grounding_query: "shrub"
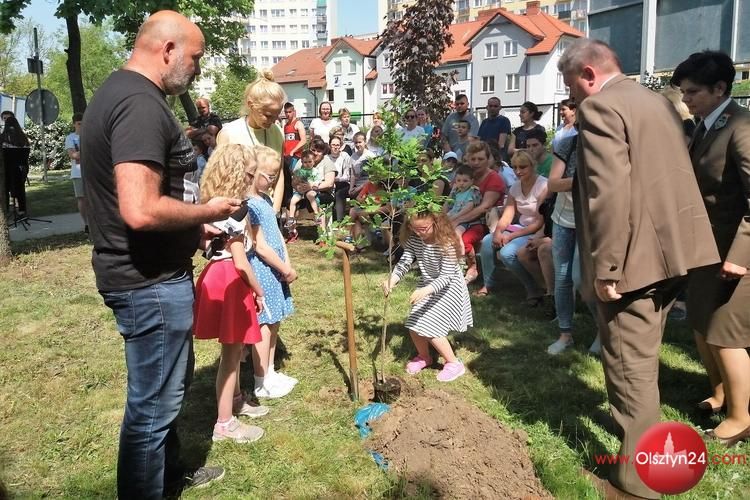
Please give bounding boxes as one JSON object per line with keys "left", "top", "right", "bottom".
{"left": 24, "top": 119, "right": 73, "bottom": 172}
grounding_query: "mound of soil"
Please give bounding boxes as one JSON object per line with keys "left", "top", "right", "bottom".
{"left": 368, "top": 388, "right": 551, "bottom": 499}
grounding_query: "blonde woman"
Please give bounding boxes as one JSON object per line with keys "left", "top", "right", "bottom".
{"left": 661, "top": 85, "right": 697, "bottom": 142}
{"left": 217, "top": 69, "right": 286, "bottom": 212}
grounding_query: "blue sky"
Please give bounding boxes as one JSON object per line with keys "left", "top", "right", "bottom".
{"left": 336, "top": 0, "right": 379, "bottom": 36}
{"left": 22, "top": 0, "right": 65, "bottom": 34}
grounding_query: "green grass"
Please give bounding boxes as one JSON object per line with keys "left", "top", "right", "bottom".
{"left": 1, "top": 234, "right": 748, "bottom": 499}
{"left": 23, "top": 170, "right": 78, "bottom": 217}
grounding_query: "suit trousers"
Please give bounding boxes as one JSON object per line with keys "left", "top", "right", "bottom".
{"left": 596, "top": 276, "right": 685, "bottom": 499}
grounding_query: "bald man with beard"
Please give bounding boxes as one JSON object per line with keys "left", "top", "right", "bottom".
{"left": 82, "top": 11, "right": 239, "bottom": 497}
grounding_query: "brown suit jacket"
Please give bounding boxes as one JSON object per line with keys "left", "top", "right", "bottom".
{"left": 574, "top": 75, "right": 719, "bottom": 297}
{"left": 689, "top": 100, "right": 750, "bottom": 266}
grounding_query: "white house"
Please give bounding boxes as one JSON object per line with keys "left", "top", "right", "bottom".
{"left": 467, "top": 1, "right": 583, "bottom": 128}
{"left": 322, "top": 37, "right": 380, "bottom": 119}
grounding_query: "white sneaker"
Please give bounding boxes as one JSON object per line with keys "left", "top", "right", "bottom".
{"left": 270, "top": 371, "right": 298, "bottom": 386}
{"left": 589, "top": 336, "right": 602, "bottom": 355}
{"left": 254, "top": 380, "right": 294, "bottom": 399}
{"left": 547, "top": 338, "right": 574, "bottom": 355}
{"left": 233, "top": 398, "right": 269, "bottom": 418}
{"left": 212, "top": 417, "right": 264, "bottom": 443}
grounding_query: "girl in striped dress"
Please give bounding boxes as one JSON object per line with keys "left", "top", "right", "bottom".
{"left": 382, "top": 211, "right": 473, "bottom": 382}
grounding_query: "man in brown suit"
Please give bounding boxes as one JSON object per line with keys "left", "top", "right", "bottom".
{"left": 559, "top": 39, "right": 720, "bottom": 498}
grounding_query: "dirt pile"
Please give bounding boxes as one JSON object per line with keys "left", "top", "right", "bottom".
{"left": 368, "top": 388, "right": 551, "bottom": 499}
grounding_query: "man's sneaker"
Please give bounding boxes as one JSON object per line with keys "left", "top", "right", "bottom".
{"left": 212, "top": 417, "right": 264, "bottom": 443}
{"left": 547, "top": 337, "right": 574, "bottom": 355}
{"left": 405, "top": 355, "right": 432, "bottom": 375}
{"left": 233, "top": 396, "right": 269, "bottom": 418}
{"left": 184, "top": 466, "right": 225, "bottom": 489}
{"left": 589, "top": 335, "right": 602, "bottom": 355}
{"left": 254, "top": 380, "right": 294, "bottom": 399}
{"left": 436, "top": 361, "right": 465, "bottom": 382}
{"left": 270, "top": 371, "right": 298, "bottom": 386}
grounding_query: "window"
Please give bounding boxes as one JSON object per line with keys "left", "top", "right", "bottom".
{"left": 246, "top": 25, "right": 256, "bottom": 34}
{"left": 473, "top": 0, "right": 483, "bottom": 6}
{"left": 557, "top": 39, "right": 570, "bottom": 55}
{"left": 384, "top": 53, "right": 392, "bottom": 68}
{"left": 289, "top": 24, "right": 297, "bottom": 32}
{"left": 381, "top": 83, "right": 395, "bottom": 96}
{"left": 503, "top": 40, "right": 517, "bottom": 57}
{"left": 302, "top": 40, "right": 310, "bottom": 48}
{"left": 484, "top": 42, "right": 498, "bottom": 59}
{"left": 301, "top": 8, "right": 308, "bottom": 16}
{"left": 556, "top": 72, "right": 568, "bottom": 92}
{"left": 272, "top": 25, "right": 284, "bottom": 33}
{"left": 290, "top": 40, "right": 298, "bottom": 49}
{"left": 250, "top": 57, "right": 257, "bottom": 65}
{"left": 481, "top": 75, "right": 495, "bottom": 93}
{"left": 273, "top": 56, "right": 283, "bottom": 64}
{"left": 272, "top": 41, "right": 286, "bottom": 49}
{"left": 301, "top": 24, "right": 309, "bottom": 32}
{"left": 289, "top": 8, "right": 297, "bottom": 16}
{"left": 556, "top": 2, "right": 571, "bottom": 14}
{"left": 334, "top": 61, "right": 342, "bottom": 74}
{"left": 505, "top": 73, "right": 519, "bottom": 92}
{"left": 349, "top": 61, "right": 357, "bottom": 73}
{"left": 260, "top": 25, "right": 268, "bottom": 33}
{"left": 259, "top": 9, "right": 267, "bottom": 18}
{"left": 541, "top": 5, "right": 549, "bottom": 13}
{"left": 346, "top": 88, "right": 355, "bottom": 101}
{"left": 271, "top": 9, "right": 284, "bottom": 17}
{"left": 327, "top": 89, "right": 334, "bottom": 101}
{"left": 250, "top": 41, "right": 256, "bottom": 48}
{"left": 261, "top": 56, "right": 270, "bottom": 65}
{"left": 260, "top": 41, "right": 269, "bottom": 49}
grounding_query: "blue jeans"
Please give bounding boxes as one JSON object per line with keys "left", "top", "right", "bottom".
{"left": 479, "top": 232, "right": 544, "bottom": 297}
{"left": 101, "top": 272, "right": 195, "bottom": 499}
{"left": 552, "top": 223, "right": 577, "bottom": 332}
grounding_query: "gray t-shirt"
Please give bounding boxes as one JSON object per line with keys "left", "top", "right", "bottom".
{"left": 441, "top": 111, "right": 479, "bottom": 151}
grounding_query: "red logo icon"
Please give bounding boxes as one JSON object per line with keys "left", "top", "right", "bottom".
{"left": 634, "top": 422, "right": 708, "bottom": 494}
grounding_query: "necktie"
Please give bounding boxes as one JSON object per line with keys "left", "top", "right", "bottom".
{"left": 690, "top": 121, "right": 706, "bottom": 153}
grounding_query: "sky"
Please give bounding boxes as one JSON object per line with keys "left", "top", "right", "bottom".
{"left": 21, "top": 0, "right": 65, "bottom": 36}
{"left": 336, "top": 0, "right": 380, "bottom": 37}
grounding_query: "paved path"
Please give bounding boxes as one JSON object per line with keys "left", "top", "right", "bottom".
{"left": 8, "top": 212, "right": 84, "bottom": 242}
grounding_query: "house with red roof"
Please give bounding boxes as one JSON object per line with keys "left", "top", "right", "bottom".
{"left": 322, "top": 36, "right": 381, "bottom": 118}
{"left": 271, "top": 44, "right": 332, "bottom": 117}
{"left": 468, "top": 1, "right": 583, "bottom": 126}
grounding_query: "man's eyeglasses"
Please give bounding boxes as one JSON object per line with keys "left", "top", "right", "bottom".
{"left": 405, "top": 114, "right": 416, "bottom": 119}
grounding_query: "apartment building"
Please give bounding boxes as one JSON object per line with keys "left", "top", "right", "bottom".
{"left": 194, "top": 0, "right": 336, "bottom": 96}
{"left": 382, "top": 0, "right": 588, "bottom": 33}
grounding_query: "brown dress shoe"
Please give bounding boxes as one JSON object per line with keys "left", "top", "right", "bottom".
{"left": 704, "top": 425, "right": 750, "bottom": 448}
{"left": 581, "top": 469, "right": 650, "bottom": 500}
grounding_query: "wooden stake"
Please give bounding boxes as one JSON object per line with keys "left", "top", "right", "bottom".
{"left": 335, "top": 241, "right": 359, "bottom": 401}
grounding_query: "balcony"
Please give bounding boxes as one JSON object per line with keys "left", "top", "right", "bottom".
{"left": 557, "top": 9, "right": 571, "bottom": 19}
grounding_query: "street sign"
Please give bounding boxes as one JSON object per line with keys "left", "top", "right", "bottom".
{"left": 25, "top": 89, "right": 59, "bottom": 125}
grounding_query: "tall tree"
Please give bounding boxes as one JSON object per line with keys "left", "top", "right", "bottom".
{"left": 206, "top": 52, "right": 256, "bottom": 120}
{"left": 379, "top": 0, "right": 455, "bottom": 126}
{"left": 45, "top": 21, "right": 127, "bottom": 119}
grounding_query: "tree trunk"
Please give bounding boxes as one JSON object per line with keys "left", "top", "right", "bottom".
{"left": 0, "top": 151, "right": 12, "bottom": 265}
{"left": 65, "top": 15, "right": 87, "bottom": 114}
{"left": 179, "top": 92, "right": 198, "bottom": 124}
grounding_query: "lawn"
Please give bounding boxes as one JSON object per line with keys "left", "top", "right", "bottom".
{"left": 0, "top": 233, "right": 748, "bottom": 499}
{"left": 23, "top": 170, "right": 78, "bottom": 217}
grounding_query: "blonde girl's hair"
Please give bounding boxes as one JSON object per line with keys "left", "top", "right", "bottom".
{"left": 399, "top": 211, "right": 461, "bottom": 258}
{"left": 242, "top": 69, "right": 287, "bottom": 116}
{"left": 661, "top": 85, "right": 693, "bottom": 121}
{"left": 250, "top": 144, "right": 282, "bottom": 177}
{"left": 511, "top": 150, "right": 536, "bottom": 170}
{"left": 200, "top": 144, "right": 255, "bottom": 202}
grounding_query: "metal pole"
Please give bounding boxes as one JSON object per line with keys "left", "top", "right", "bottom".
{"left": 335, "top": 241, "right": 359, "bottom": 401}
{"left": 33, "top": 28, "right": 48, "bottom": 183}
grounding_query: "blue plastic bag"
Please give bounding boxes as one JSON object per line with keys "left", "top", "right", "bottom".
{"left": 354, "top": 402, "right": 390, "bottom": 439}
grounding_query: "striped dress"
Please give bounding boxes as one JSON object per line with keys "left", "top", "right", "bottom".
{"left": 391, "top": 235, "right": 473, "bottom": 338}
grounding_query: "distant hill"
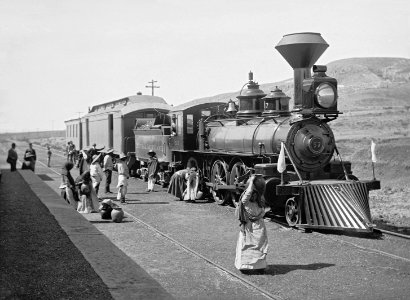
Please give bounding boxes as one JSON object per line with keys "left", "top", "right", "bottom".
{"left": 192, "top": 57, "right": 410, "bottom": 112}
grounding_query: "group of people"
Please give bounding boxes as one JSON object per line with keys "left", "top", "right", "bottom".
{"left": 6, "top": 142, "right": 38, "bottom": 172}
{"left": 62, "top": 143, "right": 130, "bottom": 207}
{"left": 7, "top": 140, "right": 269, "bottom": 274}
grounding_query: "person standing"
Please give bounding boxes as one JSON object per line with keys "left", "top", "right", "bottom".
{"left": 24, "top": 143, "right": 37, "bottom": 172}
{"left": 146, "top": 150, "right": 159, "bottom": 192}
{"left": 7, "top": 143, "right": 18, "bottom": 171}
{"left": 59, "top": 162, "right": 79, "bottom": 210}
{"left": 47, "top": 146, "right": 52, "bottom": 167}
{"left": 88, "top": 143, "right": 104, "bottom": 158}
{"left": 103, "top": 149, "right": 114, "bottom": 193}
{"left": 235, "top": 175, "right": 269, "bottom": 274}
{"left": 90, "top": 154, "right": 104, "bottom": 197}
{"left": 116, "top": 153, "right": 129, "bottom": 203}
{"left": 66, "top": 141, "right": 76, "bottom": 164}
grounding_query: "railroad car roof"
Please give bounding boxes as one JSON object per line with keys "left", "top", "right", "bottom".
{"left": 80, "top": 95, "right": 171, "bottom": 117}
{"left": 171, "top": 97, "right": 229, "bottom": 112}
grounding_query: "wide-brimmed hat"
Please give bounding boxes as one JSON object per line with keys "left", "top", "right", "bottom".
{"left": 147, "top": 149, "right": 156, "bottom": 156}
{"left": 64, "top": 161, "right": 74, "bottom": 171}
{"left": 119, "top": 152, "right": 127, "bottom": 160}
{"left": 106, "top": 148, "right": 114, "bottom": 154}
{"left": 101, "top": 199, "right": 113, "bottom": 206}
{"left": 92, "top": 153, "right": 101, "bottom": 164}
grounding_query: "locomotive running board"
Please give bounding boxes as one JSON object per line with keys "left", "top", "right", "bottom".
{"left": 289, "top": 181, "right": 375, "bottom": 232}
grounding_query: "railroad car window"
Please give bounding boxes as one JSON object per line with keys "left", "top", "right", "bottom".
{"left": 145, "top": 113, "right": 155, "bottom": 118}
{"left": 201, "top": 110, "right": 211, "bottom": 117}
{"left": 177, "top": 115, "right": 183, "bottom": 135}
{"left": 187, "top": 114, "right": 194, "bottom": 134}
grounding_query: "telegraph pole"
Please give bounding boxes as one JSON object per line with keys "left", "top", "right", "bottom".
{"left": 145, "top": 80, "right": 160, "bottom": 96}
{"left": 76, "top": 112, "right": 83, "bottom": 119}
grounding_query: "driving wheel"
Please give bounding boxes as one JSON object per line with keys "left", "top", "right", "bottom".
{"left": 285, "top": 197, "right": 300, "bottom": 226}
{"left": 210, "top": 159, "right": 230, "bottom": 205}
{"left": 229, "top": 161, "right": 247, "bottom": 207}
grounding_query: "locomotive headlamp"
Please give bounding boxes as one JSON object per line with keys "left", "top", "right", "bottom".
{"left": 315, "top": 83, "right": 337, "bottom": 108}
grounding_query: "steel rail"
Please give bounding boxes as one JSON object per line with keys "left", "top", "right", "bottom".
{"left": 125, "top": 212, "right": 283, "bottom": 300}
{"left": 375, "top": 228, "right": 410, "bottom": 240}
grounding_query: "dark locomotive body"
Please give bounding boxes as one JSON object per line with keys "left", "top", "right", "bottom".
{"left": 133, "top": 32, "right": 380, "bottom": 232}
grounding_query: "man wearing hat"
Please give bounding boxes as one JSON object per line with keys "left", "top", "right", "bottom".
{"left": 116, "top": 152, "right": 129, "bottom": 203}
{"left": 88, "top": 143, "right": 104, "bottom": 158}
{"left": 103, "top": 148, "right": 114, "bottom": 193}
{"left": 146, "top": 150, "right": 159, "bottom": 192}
•••
**What you should do**
Look through the material above for "striped" and copy the lines that have it.

**Answer for this exercise**
grounding_query: "girl in striped dress"
grounding_query: "striped dress"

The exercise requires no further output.